■ **Problems and tasks**:
[1] In the Newfoundland poetry post, what instrument did the blind man play?
[2] Resume the Newfoundland poetry post, starting after its final line.

5.11.05

Poetry: Newfoundland's People

A friend's comment about Poet John Ashbery's 'Interesting People of Newfoundland':
This is quite a good prose-poem that really conjures up a little vignette of Newfoundland life. Interesting to see how mundane and basic a lot of the descriptions are: some would not even call this poetry in any kind of a formal sense. I would have to read more of his work, but it appears as if he is deliberately being prosaic and undercutting the lyricism to create a straightforward slice of life. How does a phrase like “worship of the chthonic [definition] powers” end up here?
"Interesting People of Newfoundland"
by John Ashbery from Where Shall I Wander: New Poems (Ecco Press)

Newfoundland is, or was, full of interesting people.
Like Larry, who would make a fool of himself on street corners
for a nickel. There was the Russian who called himself
the Grand Duke, and who was said to be a real duke from somewhere,
and the woman who frequently accompanied him on his rounds.
Doc Hanks, the sawbones, was a real good surgeon
when he wasn't completely drunk, which was most of the time.
When only half drunk he could perform decent cranial surgery.
There was the blind man who never said anything
but produced spectral sounds on a musical saw.

There was Walsh's, with its fancy grocery department.
What a treat when Mother or Father
would take us down there, skidding over slippery snow
and ice, to be rewarded with a rare fig from somewhere.
They had teas from every country you could imagine
and hard little cakes from Scotland, rare sherries
and Madeiras to reward the aunts and uncles who came dancing.

Stored records:

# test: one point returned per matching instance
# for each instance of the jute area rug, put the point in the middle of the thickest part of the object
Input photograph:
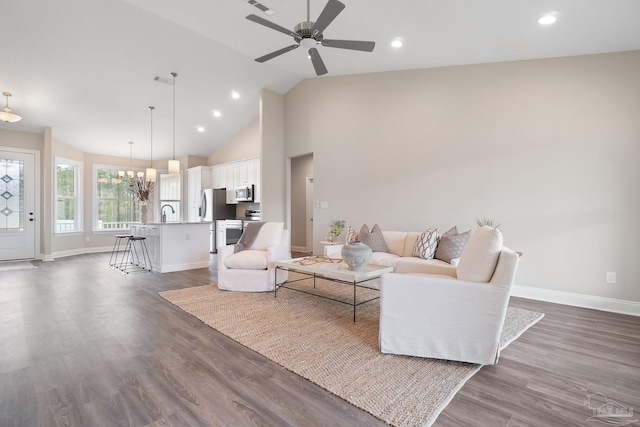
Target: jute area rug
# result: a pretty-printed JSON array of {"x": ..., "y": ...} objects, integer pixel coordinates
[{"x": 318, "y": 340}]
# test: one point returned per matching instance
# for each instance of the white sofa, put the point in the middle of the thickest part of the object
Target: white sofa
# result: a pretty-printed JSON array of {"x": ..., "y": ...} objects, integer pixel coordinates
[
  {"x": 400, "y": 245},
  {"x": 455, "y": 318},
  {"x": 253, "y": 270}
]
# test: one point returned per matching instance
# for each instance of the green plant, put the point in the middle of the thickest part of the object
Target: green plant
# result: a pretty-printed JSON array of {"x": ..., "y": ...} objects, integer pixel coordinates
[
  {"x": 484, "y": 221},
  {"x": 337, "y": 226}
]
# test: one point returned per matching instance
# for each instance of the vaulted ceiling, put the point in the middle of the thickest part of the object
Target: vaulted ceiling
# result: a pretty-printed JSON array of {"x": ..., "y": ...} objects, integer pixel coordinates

■ **Results of the exercise**:
[1] A musical saw.

[2]
On summer evenings in the eternal light it was a joy
just to be there and think. We took long rides
into the countryside, but were always stopped by some bog or other.
Then it was time to return home, which was OK with everybody,
each of them having discovered he or she could use a little shuteye.

In short there was a higher per capita percentage of interesting people
there than almost anywhere on earth, but the population was small,
which meant not too many interesting people. But for all that
we loved each other and had interesting times
picking each other's brain and drying nets on the wooden docks.
Always some more of us would come along. It is in the place
in the world in complete beauty, as none can gainsay,
I declare, and strong frontiers to collide with.
Worship of the chthonic powers may well happen there
but is seldom in evidence. We loved that too,
as we were a part of all that happened there, the evil and the good
and all the shades in between, happy to pipe up at roll call
or compete in the spelling bees. It was too much of a good thing
but at least it's over now. They are making a pageant out of it,
one of them told me. It's coming to a theater near you.